Task requirements:
(1) Quote the forum thread about Moc Kan Sent word for word, covering everything from "Frank Monsalve." down to "so isn't listed?".
(2) Answer these questions using the forum thread about Moc Kan Sent:
(a) How old was the first poster when studying Kung Fu under Moc Kan Sent?
(b) Which film's cast list did arnisador post?
(c) According to jmarsh, were Moc's students mostly children or mostly adults?
(3) Carry on the forum thread about Moc Kan Sent from its last sentence.

Extract provided:
---+---
# Moc Kan Sent - Fla. Kung Fu Inst.?



## Franc0 (Sep 2, 2003)

When I was 10 yrs old (about 32 yrs ago!) I studied Kung Fu from a local Master in Miami Fla. His name was Moc Kan Sent. After about a year, I was no longer with him. I'm almost certain it was Choy Li Fut that he taught, but I'm not certain due to the fact I was never told what style of Kung Fu it was that he taught, and at the time I didnt consider asking. He also was in a low budget KF movie. I was wondering if anyone out there know's of, or ever heard of him. Any replies would be appreciated.
Frank Monsalve.


----------



## arnisador (Sep 2, 2003)

Cast list for Kentucky Fried Movie.

I don't see anything close! Perhaps he was a stuntman and so isn't listed?


----------



## jmarsh (Apr 22, 2016)

About Moc Kan Sent, and I'm not too sure about the spelling of the last two names.  Moc didn't have many children as students, it was mostly adults.  I do remember an Anglo man who had his two sons in the school.
---+---
Data listing:
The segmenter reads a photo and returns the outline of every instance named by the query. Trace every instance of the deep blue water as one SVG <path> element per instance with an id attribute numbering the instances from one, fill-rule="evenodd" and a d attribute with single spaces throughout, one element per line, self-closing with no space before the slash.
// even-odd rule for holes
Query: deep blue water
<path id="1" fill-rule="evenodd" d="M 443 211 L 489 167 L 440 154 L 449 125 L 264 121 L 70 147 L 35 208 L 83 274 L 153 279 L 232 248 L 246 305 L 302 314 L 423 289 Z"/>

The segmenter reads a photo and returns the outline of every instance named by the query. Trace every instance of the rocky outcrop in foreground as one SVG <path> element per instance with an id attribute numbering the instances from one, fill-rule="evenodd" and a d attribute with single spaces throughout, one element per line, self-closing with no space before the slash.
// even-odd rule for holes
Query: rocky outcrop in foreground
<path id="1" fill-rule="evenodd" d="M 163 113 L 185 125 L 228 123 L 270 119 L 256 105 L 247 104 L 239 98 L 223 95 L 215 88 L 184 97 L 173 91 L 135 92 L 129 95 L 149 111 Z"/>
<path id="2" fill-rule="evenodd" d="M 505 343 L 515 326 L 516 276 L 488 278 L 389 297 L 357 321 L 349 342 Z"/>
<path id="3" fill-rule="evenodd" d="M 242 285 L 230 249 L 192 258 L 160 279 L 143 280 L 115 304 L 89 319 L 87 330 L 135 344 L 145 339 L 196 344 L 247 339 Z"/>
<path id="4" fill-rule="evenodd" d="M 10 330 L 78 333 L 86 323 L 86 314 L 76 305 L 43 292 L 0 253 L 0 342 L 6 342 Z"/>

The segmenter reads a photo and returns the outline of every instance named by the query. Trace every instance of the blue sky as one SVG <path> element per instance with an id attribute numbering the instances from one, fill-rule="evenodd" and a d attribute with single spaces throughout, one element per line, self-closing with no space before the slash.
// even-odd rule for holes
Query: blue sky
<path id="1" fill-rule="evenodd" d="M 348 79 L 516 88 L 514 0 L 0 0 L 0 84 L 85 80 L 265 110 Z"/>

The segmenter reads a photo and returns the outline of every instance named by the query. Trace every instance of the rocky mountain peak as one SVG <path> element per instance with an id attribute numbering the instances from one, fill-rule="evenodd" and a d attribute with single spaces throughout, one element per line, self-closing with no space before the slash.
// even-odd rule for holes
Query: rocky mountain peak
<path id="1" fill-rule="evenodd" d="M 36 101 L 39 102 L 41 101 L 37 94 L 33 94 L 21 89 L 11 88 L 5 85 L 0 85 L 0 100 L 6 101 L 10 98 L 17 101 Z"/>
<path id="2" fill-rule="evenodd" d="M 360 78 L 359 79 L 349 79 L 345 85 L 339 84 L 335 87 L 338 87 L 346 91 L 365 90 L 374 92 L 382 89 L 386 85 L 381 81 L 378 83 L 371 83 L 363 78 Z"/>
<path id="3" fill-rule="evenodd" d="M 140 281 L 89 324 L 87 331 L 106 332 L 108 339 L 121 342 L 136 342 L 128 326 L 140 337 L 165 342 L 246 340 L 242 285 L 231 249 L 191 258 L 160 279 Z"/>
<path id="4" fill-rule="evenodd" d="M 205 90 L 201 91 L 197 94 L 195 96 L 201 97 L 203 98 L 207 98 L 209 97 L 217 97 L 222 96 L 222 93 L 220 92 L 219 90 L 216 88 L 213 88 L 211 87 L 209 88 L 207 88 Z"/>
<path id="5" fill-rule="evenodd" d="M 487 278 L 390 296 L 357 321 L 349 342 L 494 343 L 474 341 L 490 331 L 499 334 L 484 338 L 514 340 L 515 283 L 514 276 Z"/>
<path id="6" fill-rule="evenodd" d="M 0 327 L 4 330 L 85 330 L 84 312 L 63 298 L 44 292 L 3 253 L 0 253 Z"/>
---+---
Results by task:
(1)
Frank Monsalve.


----------



## arnisador (Sep 2, 2003)

Cast list for Kentucky Fried Movie.

I don't see anything close! Perhaps he was a stuntman and so isn't listed?

(2)
(a) 10 years old
(b) Kentucky Fried Movie
(c) Mostly adults

(3)
When I was 21 I too was a student of Moc  which lasted for several years, Moc being the family name.  He was from a Chinese family that had come over from Cuba and his Spanish was far better than his English.  Which was good since most of his students like most of Miami were Cubans.   Moc was an amazing man and his studies in China taught him more than just Kung-Fu. He had a great deal of expertise with herbal healing which I personally benefited from.

He had his teenage son Frank teaching and an old friend of the family, an older Chinese gentleman who's name I believe was Thomas who assisted and who was my personal favorite.  If I recall correctly Thomas owned an import business and had been doing Kung-Fu since he was a small child.

The style the Moc taught was Cho Kar, I remember him once telling the advanced class that I was in.  It was the only time in the years I spent there where a style was mentioned.

He also taught Tai Chi, weapons, and the traditional Dragon dance to the advanced class.  The forms that we were taught were the same as I would be taught in the Taekwondo classes I took after Moc closed his school.

Many of the students in the advance class were used in his movie.  I was not one of them thankfully.  When I watch the movie it was painful, other than the one showing I don't think that it was ever shown again.   I was told that it was shopped to the Asian market but I think that the cost of the movie broke Moc.

He gave up the school not long after the movie to try and make more money doing something else.  I never found another teacher with the same depth of understanding.

john


----------



## jmarsh (Apr 22, 2016)

The movie Moc Kan Sent made was called "the Deadly Touch".


----------



## Tames D (Apr 22, 2016)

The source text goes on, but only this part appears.